▶ Complete the following
[a] According to the brigade article, on what date did the War Office issue instructions to separate the men who had signed up for Home Service only?
[b] Reproduce the portion of the brigade article between "- Active: 1915-1918" and "throughout the war.", inclusive, word for word.

▶ Provided passage
- Active: 1915-1918
- Country: United Kingdom
- Branch: Territorial Army
- Type: Infantry
- Size: Brigade
- Part of: 65th (2nd Lowland) Division
- Engagements: World War I

= 194th (2/1st South Scottish) Brigade =

The 194th (2/1st South Scottish) Brigade was an infantry brigade of the British Army, raised during World War I. The brigade was part of the Territorial Force and formed as a 2nd Line duplicate of the 155th (South Scottish) Brigade. Assigned to the 65th (2nd Lowland) Division, the brigade remained in the United Kingdom throughout the war.

==Origin==
The units and formations of the Territorial Force were mobilised on the outbreak of war on 4 August 1914. Almost immediately, they were invited to volunteer for Overseas Service. On 15 August, the War Office issued instructions to separate those men who had signed up for Home Service only, and form them into reserve units. On 31 August, the formation of a reserve or 2nd Line unit was authorised for each 1st Line unit where 60 per cent or more of the men had volunteered for Overseas Service. The titles of these 2nd Line units would be the same as the original, but distinguished by a '2/' prefix. The large numbers of volunteers coming forward were assigned to these 2nd Line units for training. Later, the Home Service men were separated into provisional units, while the 2nd Line continued to train drafts for the 1st Line serving overseas.

▶ Excerpts from point annotation data
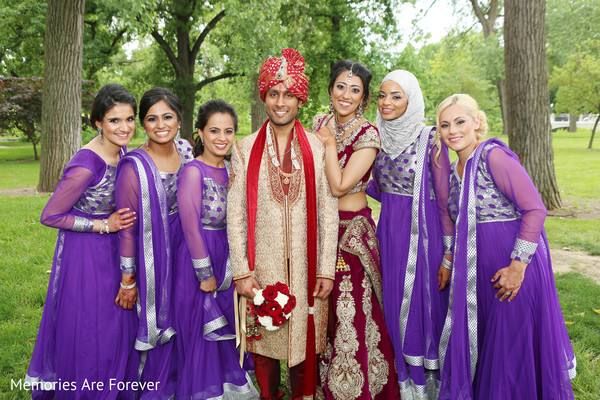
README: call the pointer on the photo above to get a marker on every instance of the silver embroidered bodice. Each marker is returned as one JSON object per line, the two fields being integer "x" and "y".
{"x": 100, "y": 198}
{"x": 397, "y": 175}
{"x": 169, "y": 182}
{"x": 214, "y": 205}
{"x": 490, "y": 202}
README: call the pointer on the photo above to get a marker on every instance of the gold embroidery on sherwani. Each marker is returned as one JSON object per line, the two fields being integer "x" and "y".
{"x": 345, "y": 376}
{"x": 351, "y": 242}
{"x": 378, "y": 366}
{"x": 295, "y": 177}
{"x": 289, "y": 342}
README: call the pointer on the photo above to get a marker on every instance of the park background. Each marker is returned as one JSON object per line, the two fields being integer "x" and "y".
{"x": 213, "y": 49}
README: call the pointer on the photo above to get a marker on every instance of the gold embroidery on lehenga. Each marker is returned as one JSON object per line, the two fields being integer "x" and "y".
{"x": 352, "y": 243}
{"x": 378, "y": 367}
{"x": 345, "y": 376}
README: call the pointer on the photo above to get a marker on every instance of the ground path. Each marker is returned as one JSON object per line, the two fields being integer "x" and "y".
{"x": 563, "y": 260}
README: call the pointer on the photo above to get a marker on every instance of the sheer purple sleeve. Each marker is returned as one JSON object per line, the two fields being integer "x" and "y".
{"x": 440, "y": 171}
{"x": 514, "y": 182}
{"x": 58, "y": 211}
{"x": 189, "y": 202}
{"x": 127, "y": 196}
{"x": 373, "y": 189}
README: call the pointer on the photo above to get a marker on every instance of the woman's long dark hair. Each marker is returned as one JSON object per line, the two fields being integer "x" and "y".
{"x": 359, "y": 70}
{"x": 205, "y": 111}
{"x": 153, "y": 96}
{"x": 107, "y": 97}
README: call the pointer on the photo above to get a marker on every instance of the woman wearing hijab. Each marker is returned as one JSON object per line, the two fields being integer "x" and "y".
{"x": 412, "y": 186}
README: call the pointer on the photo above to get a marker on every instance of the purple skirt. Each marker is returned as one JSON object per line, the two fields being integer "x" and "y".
{"x": 84, "y": 338}
{"x": 524, "y": 348}
{"x": 207, "y": 359}
{"x": 416, "y": 358}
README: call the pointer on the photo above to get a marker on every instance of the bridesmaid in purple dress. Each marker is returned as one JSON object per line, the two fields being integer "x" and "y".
{"x": 207, "y": 362}
{"x": 412, "y": 187}
{"x": 147, "y": 183}
{"x": 83, "y": 336}
{"x": 361, "y": 357}
{"x": 504, "y": 336}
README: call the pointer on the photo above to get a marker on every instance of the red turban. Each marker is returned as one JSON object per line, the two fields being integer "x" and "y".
{"x": 288, "y": 70}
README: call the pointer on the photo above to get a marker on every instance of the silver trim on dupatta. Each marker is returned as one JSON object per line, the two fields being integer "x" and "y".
{"x": 409, "y": 278}
{"x": 471, "y": 296}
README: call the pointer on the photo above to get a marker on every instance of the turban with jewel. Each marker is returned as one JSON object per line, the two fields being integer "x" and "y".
{"x": 288, "y": 70}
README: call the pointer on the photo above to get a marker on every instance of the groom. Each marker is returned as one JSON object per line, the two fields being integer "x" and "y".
{"x": 282, "y": 226}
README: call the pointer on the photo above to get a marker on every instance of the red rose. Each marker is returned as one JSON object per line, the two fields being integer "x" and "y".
{"x": 282, "y": 288}
{"x": 270, "y": 292}
{"x": 278, "y": 320}
{"x": 262, "y": 311}
{"x": 274, "y": 309}
{"x": 289, "y": 306}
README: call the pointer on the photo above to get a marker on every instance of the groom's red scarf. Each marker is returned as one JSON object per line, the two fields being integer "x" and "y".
{"x": 310, "y": 374}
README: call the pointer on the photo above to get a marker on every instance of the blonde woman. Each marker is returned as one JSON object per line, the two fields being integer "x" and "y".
{"x": 504, "y": 335}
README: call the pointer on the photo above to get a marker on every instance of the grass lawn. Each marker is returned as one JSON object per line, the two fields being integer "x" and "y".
{"x": 27, "y": 248}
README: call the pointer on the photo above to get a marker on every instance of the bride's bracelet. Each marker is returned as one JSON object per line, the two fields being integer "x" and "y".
{"x": 128, "y": 286}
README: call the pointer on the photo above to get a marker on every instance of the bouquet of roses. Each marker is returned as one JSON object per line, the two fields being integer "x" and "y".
{"x": 273, "y": 306}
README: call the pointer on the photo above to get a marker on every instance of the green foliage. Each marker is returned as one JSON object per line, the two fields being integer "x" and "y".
{"x": 26, "y": 250}
{"x": 456, "y": 68}
{"x": 108, "y": 24}
{"x": 575, "y": 234}
{"x": 578, "y": 82}
{"x": 21, "y": 107}
{"x": 571, "y": 25}
{"x": 22, "y": 37}
{"x": 576, "y": 167}
{"x": 579, "y": 298}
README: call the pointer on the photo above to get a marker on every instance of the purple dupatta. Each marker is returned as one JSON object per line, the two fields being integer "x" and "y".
{"x": 458, "y": 343}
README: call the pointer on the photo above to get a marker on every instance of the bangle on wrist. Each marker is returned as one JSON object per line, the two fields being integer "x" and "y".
{"x": 103, "y": 225}
{"x": 446, "y": 264}
{"x": 128, "y": 286}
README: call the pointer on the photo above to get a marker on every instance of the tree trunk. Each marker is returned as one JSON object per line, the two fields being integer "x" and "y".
{"x": 572, "y": 123}
{"x": 185, "y": 90}
{"x": 593, "y": 132}
{"x": 36, "y": 157}
{"x": 528, "y": 109}
{"x": 257, "y": 109}
{"x": 61, "y": 98}
{"x": 501, "y": 86}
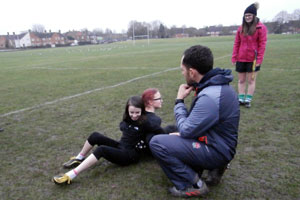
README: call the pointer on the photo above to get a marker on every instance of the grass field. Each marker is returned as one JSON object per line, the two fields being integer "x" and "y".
{"x": 52, "y": 99}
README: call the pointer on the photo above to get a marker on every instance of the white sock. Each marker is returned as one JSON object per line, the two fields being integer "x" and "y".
{"x": 72, "y": 174}
{"x": 80, "y": 156}
{"x": 199, "y": 183}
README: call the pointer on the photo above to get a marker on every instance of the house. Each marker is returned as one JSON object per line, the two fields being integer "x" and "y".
{"x": 10, "y": 41}
{"x": 37, "y": 39}
{"x": 80, "y": 37}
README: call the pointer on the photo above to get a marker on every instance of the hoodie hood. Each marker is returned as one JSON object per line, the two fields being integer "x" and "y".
{"x": 215, "y": 76}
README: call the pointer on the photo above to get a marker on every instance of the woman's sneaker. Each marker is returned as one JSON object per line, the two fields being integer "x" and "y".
{"x": 72, "y": 163}
{"x": 61, "y": 179}
{"x": 190, "y": 192}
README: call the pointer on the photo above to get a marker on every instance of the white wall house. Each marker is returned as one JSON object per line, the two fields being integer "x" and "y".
{"x": 25, "y": 41}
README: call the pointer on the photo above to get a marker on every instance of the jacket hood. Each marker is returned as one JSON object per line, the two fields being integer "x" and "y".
{"x": 215, "y": 76}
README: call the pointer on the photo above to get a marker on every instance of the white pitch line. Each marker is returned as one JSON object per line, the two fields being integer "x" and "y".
{"x": 91, "y": 91}
{"x": 84, "y": 93}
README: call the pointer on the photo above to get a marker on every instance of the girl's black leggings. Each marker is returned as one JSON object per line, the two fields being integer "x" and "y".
{"x": 111, "y": 150}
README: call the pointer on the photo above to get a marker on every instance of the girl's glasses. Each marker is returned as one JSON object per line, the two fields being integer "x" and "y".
{"x": 158, "y": 99}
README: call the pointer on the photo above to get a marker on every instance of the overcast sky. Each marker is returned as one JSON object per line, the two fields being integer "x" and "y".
{"x": 64, "y": 15}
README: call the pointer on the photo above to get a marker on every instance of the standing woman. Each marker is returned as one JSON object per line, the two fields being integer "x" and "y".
{"x": 248, "y": 53}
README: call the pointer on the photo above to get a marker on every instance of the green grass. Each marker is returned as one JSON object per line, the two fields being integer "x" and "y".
{"x": 37, "y": 141}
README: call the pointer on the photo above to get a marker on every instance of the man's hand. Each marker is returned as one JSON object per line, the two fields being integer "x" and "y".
{"x": 183, "y": 91}
{"x": 175, "y": 133}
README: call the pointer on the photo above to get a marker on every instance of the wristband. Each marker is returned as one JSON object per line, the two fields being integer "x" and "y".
{"x": 179, "y": 101}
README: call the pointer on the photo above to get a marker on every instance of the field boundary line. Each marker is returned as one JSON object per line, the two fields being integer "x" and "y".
{"x": 91, "y": 91}
{"x": 85, "y": 93}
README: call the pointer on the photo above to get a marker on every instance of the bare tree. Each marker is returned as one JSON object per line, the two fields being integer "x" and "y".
{"x": 296, "y": 14}
{"x": 38, "y": 28}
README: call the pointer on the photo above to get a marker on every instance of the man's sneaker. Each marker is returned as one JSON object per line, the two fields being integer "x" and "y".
{"x": 61, "y": 179}
{"x": 215, "y": 175}
{"x": 248, "y": 104}
{"x": 190, "y": 192}
{"x": 72, "y": 163}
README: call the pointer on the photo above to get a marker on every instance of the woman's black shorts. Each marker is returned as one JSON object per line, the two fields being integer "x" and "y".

▶ Task-by-task outputs
[a] 15 August

[b]
- Active: 1915-1918
- Country: United Kingdom
- Branch: Territorial Army
- Type: Infantry
- Size: Brigade
- Part of: 65th (2nd Lowland) Division
- Engagements: World War I

= 194th (2/1st South Scottish) Brigade =

The 194th (2/1st South Scottish) Brigade was an infantry brigade of the British Army, raised during World War I. The brigade was part of the Territorial Force and formed as a 2nd Line duplicate of the 155th (South Scottish) Brigade. Assigned to the 65th (2nd Lowland) Division, the brigade remained in the United Kingdom throughout the war.